◆ What this task involves: Copy out every line in the listing below that contains the string "wall". Uppercase and lowercase count as different.

==== Provided records ====

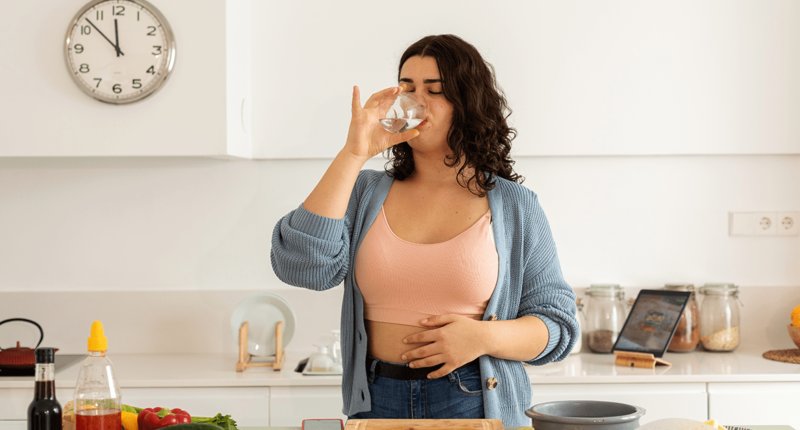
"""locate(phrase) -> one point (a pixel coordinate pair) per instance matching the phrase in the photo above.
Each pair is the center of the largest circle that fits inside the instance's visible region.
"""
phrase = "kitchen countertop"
(218, 370)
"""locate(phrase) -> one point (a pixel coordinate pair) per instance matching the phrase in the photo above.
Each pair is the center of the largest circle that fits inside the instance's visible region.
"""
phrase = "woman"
(450, 271)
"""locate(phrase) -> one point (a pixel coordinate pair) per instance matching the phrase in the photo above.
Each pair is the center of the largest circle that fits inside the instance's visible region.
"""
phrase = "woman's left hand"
(456, 342)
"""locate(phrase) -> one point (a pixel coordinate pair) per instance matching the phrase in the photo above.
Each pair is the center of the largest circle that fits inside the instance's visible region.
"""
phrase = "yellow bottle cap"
(97, 341)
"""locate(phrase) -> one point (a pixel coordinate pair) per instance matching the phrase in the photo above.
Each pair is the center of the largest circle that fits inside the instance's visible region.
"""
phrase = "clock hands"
(116, 47)
(116, 37)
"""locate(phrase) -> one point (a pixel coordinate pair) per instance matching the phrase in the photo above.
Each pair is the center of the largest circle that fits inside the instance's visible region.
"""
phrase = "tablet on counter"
(652, 322)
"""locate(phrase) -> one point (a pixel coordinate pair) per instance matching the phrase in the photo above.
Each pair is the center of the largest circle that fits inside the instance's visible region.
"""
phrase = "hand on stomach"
(386, 340)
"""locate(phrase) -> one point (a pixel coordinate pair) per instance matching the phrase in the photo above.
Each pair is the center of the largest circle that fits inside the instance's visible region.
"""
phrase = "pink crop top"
(404, 282)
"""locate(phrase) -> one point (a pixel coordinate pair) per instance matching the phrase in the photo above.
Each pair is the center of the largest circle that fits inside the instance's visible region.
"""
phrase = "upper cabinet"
(619, 77)
(61, 57)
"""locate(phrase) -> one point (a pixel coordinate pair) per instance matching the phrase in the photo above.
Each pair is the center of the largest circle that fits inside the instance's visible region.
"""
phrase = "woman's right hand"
(366, 137)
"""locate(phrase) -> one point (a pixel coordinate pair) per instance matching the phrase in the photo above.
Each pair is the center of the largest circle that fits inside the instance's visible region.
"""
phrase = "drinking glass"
(405, 113)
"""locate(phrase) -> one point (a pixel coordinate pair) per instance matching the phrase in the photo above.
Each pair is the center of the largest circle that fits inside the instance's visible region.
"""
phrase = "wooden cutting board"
(494, 424)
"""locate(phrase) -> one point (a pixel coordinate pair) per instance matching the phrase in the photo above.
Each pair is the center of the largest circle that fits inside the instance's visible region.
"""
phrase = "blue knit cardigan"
(318, 253)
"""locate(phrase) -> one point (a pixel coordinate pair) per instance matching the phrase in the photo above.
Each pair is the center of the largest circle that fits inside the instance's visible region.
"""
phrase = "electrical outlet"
(765, 223)
(788, 223)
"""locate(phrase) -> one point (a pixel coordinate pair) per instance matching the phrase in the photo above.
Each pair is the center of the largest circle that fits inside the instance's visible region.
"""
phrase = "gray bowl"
(585, 415)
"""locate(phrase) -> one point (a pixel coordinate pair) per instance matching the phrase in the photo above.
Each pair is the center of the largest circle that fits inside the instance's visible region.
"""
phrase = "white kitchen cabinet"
(202, 110)
(754, 403)
(686, 400)
(289, 406)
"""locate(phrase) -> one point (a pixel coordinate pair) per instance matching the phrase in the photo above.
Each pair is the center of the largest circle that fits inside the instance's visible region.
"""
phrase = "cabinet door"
(14, 402)
(659, 400)
(289, 406)
(249, 406)
(754, 403)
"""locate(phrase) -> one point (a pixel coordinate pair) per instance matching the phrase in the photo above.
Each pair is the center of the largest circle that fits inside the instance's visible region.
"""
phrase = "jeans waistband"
(403, 372)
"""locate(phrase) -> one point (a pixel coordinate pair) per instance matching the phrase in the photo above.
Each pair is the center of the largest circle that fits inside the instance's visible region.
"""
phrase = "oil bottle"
(97, 398)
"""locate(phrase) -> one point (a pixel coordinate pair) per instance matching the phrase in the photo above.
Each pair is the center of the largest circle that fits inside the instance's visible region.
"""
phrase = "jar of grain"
(687, 334)
(719, 317)
(605, 316)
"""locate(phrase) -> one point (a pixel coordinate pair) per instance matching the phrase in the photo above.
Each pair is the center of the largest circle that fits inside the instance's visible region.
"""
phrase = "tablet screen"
(652, 321)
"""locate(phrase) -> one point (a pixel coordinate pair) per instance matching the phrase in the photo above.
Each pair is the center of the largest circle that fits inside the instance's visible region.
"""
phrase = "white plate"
(263, 311)
(310, 373)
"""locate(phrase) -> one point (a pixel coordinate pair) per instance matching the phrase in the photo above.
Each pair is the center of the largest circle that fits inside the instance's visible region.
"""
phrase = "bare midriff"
(386, 340)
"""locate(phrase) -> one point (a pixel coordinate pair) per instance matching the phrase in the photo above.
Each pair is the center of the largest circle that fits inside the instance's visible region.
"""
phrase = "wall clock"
(119, 51)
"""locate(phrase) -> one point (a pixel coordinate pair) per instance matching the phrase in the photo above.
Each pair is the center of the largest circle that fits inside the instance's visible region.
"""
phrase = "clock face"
(120, 51)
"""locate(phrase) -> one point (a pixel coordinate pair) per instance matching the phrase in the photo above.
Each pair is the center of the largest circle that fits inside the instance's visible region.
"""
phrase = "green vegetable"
(131, 409)
(194, 426)
(223, 421)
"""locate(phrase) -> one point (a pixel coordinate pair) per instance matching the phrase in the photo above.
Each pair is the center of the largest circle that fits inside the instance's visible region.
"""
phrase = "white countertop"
(218, 370)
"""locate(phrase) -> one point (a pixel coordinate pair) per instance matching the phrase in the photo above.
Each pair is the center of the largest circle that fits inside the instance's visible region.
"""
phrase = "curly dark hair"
(479, 133)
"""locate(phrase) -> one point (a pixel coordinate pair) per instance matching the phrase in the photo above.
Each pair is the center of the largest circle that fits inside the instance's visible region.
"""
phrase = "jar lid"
(719, 289)
(603, 290)
(679, 287)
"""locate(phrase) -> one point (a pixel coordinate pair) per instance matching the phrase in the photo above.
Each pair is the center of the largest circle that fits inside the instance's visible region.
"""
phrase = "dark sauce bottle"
(44, 413)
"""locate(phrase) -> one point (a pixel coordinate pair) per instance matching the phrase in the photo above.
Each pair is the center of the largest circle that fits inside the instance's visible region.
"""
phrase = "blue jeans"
(455, 395)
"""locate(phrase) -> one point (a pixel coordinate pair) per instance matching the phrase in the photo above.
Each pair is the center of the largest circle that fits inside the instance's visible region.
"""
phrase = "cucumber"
(194, 426)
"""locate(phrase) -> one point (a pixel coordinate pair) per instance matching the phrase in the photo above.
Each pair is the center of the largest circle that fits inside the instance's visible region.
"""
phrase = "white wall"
(201, 224)
(122, 240)
(126, 226)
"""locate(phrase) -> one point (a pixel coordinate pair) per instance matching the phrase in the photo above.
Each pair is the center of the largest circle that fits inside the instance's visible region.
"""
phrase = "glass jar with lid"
(605, 316)
(719, 317)
(582, 325)
(687, 334)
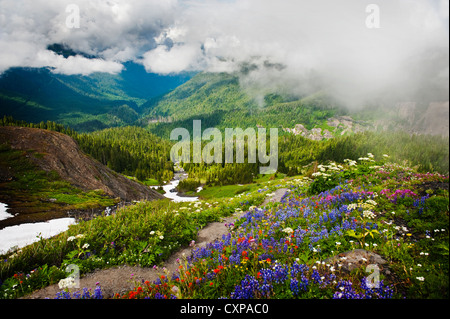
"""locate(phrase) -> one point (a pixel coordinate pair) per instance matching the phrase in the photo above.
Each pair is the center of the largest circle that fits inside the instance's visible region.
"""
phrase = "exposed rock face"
(62, 154)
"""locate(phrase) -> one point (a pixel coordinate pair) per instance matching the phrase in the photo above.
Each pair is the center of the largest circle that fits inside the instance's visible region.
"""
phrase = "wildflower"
(368, 214)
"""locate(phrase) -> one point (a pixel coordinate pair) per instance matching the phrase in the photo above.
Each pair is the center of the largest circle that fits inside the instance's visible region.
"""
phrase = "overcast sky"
(291, 45)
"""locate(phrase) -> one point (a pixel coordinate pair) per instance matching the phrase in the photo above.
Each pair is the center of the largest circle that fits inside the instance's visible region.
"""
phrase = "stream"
(26, 234)
(170, 189)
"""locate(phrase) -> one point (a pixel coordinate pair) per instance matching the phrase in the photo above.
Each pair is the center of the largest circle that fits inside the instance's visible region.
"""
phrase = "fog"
(397, 50)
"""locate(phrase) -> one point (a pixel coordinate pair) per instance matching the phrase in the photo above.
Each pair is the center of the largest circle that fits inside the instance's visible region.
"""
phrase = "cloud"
(292, 46)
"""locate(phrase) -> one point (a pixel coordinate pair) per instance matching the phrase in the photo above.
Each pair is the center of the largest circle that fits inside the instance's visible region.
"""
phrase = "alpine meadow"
(205, 151)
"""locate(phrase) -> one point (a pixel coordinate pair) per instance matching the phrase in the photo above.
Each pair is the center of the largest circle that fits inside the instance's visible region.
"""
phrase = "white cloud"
(293, 44)
(166, 60)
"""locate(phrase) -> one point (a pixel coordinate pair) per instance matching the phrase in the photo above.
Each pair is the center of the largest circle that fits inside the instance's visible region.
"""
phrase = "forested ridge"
(134, 151)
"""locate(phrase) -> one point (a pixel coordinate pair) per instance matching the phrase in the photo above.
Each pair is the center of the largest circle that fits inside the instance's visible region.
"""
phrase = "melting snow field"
(174, 196)
(26, 234)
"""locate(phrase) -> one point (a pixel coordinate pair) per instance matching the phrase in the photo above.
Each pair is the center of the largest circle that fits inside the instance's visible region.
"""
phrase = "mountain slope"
(86, 103)
(62, 155)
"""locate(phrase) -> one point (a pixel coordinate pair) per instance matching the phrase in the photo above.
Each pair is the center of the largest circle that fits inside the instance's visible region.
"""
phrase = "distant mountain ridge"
(86, 103)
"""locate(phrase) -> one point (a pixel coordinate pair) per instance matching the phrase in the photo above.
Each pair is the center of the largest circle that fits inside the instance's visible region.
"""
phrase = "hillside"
(41, 168)
(86, 103)
(220, 101)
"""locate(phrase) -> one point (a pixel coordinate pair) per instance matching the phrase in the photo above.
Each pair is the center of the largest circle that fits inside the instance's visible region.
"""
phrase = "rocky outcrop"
(53, 151)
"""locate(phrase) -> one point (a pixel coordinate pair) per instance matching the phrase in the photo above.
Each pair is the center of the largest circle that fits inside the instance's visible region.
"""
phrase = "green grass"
(212, 192)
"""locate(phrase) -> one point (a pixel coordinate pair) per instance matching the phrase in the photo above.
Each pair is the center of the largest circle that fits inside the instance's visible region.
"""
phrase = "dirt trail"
(122, 279)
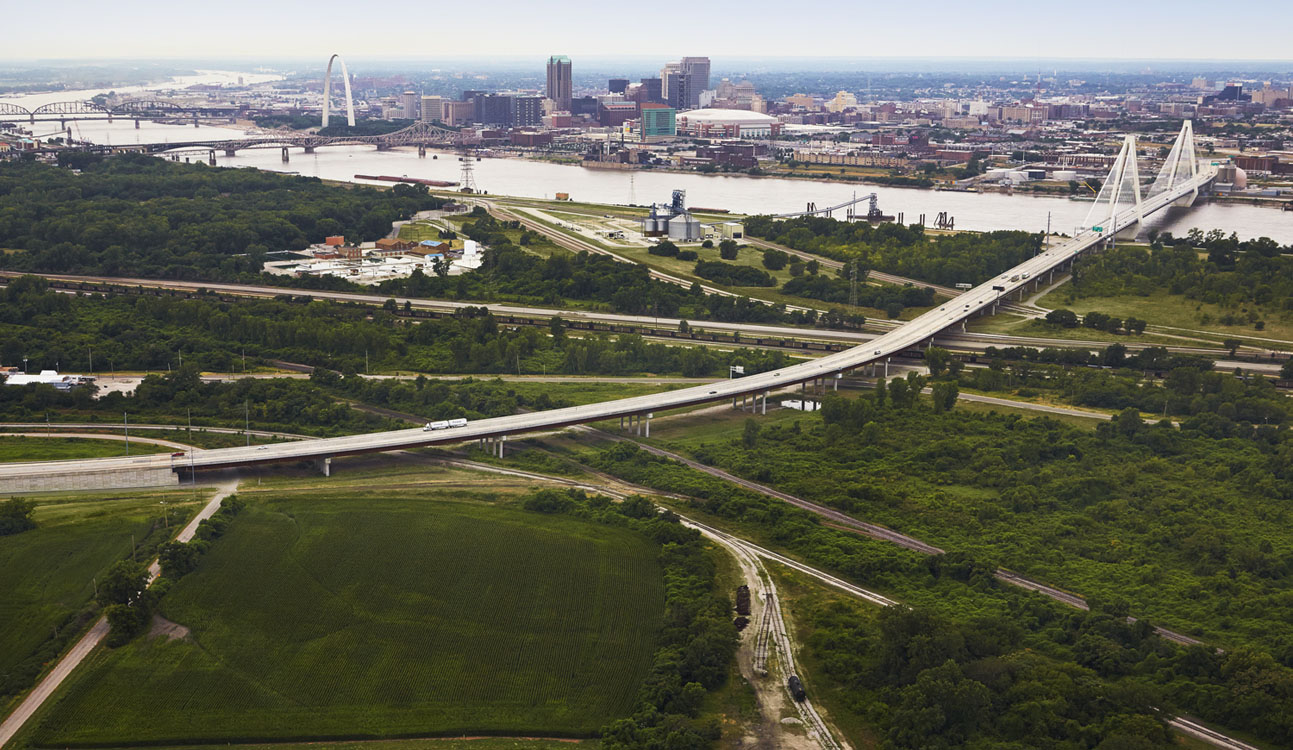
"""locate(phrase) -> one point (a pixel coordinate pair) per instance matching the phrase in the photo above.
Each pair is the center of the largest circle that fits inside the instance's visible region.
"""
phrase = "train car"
(797, 688)
(742, 600)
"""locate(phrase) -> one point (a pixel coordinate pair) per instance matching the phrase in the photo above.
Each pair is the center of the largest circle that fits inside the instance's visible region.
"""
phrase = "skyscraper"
(697, 70)
(559, 82)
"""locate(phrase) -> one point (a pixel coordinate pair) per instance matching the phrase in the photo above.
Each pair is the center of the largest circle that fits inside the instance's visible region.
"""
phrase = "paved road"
(914, 332)
(96, 634)
(948, 336)
(98, 436)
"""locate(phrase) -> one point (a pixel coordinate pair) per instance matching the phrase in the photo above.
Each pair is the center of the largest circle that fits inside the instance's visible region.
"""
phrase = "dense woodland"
(146, 332)
(1209, 268)
(1155, 516)
(136, 215)
(901, 250)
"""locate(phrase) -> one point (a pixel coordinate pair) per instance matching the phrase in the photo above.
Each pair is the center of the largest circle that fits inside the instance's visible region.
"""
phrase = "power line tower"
(852, 283)
(467, 180)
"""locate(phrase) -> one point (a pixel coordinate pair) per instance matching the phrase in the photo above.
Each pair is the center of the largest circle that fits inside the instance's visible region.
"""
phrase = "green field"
(1178, 310)
(365, 616)
(47, 573)
(16, 449)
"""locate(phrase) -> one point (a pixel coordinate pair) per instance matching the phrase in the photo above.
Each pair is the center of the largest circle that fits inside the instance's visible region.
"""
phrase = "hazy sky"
(409, 29)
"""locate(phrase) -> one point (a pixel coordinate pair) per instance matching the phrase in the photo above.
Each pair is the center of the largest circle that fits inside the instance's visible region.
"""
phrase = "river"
(742, 194)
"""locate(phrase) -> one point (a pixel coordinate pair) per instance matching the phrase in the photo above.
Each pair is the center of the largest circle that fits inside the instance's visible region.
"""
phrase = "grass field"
(366, 616)
(1177, 310)
(47, 573)
(16, 449)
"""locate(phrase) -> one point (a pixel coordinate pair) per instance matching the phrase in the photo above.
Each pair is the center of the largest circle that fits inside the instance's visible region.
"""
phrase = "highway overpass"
(160, 470)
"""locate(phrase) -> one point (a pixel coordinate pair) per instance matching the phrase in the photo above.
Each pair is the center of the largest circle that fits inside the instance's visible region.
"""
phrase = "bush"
(663, 248)
(16, 516)
(775, 259)
(738, 276)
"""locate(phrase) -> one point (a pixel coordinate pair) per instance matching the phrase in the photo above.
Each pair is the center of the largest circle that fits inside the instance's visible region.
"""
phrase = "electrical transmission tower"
(852, 283)
(467, 181)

====

◆ Complete response:
phrase = "wall clock"
phrase = "white wall"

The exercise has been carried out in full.